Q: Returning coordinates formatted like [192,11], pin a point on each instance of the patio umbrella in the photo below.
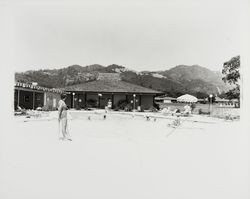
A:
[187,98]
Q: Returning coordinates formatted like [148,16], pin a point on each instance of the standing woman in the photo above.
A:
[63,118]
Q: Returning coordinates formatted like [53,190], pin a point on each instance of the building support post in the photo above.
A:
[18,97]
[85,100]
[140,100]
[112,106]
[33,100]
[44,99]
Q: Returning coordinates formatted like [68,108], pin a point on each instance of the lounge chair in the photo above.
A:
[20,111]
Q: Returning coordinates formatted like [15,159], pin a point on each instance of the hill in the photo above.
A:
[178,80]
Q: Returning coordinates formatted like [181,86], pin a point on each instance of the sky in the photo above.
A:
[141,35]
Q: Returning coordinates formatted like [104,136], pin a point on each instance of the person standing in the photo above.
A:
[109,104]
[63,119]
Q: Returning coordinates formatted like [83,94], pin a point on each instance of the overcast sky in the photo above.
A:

* * *

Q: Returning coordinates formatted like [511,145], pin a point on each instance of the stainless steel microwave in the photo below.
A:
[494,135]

--

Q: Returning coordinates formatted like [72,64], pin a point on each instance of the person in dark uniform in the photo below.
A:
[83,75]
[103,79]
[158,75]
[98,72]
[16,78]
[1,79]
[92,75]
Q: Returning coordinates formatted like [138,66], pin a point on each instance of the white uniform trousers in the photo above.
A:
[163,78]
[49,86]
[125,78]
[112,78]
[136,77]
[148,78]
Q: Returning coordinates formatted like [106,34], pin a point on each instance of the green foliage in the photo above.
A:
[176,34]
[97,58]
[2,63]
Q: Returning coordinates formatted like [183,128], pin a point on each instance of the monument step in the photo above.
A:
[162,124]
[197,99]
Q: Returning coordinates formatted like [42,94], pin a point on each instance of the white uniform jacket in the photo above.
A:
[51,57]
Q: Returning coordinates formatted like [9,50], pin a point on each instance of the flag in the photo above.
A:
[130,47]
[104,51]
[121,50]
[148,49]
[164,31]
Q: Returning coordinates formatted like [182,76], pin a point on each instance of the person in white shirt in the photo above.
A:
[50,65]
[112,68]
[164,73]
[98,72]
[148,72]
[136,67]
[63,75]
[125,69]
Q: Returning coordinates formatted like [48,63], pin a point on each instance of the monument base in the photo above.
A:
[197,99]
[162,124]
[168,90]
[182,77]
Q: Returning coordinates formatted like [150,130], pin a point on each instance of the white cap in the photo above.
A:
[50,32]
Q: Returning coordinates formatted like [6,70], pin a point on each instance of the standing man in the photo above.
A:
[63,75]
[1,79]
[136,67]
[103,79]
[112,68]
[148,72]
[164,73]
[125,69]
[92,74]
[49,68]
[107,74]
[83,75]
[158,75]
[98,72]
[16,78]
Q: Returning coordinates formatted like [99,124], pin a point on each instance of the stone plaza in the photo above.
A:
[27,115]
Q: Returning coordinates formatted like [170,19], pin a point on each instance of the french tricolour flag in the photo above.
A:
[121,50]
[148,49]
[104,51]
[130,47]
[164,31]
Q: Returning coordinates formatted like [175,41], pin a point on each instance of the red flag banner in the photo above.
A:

What the task asks ▸ Proceeding from the line containing "Q: Returning coordinates formatted like [72,64], pin" through the line containing "Q: Returning coordinates formatted like [182,76], pin", transcribe the lines above exactly, both end lines included.

Answer below ▸
Q: Returning coordinates formatted like [72,64], pin a point on each instance of the person in dark uniform in the photo below.
A:
[83,75]
[103,79]
[158,75]
[98,72]
[16,78]
[1,79]
[92,75]
Q: Returning coordinates formatted like [138,66], pin a point on each instance of the white uniform trousers in the photo above.
A:
[163,78]
[49,86]
[125,78]
[112,78]
[136,77]
[148,78]
Q: Returning coordinates formatted like [106,34], pin a point on each instance of the green foliage in the photo above.
A:
[176,34]
[97,58]
[2,63]
Q: Returning coordinates formatted like [183,128], pin a point on each instance of the monument step in the photo above.
A:
[162,124]
[197,99]
Q: Returning coordinates formatted like [42,94], pin a point on each instance of the white uniform jacket in the photo above.
A:
[51,57]
Q: Returning coordinates formatted like [9,50], pin a point on each instance of the flag in the photo above.
A:
[130,47]
[104,51]
[121,50]
[148,49]
[164,31]
Q: Returning coordinates formatted like [182,76], pin a point on each instance of the person in white shirt in the photo above.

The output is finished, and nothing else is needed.